> [TEXTE DU DOCUMENT]:

#####

Alors que certains gouvernements jugent urgent le retour des réfugiés syriens dans leur pays, les violences en Syrie, l’incertitude politique et le manque cruel de protection et d’accès aux services de base sont tels que cela reste inenvisageable à l’heure actuelle. Pour Erin Weir, responsable plaidoyer de notre bureau de réponse à la crise syrienne, il est primordial que les pays occidentaux se mobilisent plus largement pour leur venir en aide.

L'association CARE aide les Syriens, victimes de la guerre
CARE

Après plusieurs années d’exil, les réfugiés syriens se retrouvent face à un dilemme.

Au cours des derniers mois, deux vagues de retour « volontaires » de réfugiés syriens ont été organisées depuis le Liban. On pourrait penser que c’est un signal positif mais il n’en est rien. Des débats autour de la sécurité et du manque de moyens pour aider et intégrer les réfugiés sur le long terme poussent certains gouvernements à inciter les Syriens, voire à les forcer, à repartir dans leur pays. 

Selon les témoignages recueillis par Human Rights Watch, certains réfugiés ont également le sentiment de ne pas avoir d’autre choix que de retourner en Syrie. Au Liban, les réfugiés ne reçoivent pas suffisamment d’aide pour vivre dignement. Ils n’ont pas non plus le droit de travailler légalement dans la plupart des secteurs économiques ou de circuler librement. 

Après plusieurs années d’exil, les réfugiés syriens se retrouvent face à un dilemme : choisir entre l’insécurité en Syrie et un quotidien précaire au Liban. Face à tant de difficultés et d’incertitude, comment construire un futur pour leur famille ?

Ils ne sont pas considérés comme réfugiés.

En six ans et demi, le conflit syrien a poussé plus de 5,1 millions de personnes à fuir leur pays, dont la très grande majorité se sont réfugiées dans les pays voisins où la question de leur statut reste délicate. Le Liban et la Jordanie ne sont pas signataires de la Convention de Genève. Au regard de leurs législations, les Syriens ne sont pas considérés comme des « réfugiés ». La Turquie n’est signataire que de la convention originale dédiée aux seuls réfugiés européens. Le pays n’a jamais ratifié l’amendement qui s’applique à tous les demandeurs d’asile, quel que soit leur pays d’origine. 

Ces arbitrages domestiques sont contraires au droit international relatif au devoir d’accueil et de protection des demandeurs d’asile. Les règles internationales mentionnent notamment l’interdiction d’expulser des réfugiés vers un pays dans lequel leur sécurité ne serait pas assurée.

#####

> [Lignes du jeu de données de pointage d'objets]:
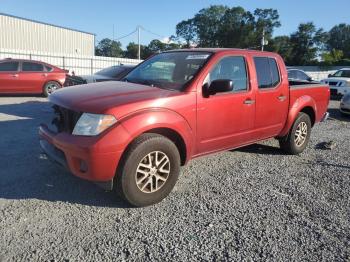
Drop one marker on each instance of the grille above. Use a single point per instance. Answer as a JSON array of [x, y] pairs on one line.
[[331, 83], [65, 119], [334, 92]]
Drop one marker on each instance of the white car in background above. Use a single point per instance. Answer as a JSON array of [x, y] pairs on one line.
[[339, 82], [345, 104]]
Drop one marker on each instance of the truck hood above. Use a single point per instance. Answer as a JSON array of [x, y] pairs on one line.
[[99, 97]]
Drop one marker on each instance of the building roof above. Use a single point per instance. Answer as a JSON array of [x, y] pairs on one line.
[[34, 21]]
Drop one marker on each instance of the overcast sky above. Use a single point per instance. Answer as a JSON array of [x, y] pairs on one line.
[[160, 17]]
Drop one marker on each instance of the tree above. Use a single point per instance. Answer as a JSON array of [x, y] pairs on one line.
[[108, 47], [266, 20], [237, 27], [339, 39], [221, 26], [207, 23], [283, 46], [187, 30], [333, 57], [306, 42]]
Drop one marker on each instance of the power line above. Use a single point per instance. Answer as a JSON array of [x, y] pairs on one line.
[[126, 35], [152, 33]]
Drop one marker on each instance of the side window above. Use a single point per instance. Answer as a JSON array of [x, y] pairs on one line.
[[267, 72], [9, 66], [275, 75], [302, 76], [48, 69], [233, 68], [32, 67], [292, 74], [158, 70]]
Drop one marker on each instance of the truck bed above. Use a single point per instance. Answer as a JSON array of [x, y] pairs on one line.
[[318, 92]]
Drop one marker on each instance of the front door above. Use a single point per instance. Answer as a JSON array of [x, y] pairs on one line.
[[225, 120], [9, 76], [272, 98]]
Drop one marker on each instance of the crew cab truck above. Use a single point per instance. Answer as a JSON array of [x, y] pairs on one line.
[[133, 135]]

#####

> [TRAVAIL À FAIRE]:
**A.** Extrayez à l'identique les lignes du jeu de données de pointage d'objets, depuis leur début jusqu'à la ligne contenant « [[339, 82], [345, 104]] », celle-ci comprise, en laissant les images de côté.
**B.** Poursuivez le texte sur les réfugiés syriens à partir de sa dernière phrase.

> [RÉPONSES PAR TÂCHE]:
**A.**
Drop one marker on each instance of the grille above. Use a single point per instance. Answer as a JSON array of [x, y] pairs on one line.
[[331, 83], [65, 119], [334, 92]]
Drop one marker on each instance of the white car in background above. Use a single point per instance. Answer as a JSON array of [x, y] pairs on one line.
[[339, 82], [345, 104]]

**B.**
« Bien sûr que nous aimerions rentrer un jour. Mais que va-t-on trouver en Syrie ? »

La mise en place de zones dites de « désescalade » en Syrie peut donner l’impression que le conflit touche à sa fin, mais la réalité sur le terrain est bien différente. Si les gouvernements étrangers commencent à parler de la reconstruction du pays et d’une future stabilisation politique, les affrontements persistent. Les Syriens évoquent également les sièges qui perdurent et les enrôlements forcés par les groupes armés. La liberté de circulation est limitée par les affrontements, la peur d’être arrêté ou emprisonné, la présence de mines ou d’obus. La résolution du conflit syrien semble encore loin.

Et le retour à une vie normale va prendre encore plus du temps : l’économie syrienne est très affaiblie dans certaines régions, et s’est complètement effondrée dans d’autres. Beaucoup de maisons et d’infrastructures ont été détruites ou sont occupées. « Bien sûr que nous aimerions rentrer un jour. Mais que va-t-on trouver en Syrie ? », déclare l’une de mes collègues réfugiées syriennes qui a choisi de rester anonyme afin de protéger ses proches restés en Syrie. « Où les retournés syriens vont-ils s’installer ? Et dans quelles conditions ? Il faut aborder ces questions », poursuit-elle.

Une implication plus grande de l'Europe

Les pays limitrophes de la Syrie se doivent de continuer à protéger les réfugiés jusqu’à ce qu’ils puissent retourner dans leur pays dignement et en toute sécurité. Ces gouvernements doivent recevoir une aide, notamment financière, de la part du reste du monde. Car depuis six ans, ils accomplissent un travail incroyable en aidant la grande majorité des réfugiés syriens. Mais cet afflux a créé une forte pression sur des services déjà fragiles, tels que l’éducation ou la santé. L’acceptation des réfugiés s’est sérieusement dégradée au sein des communautés locales et beaucoup de familles syriennes en pâtissent.

Il est primordial que les pays occidentaux assument leurs responsabilités éthiques et légales. Les pays européens, par exemple, doivent s’impliquer davantage et accueillir une part équitable de réfugiés syriens. Pour cela, il faut les autoriser à circuler librement sur le territoire européen et faciliter leur réinstallation en Europe. Si le Liban peut accueillir un nombre de réfugiés équivalant à un quart de sa population, alors il ne fait aucun doute que des pays bien plus grands et plus prospères ont les moyens de se mobiliser pour aider les innocentes victimes d’une guerre aussi atroce.

CARE et ses partenaires ont fourni une aide humanitaire à plus de 2,5 millions de personnes en Syrie et dans les pays voisins accueillant des réfugiés syriens.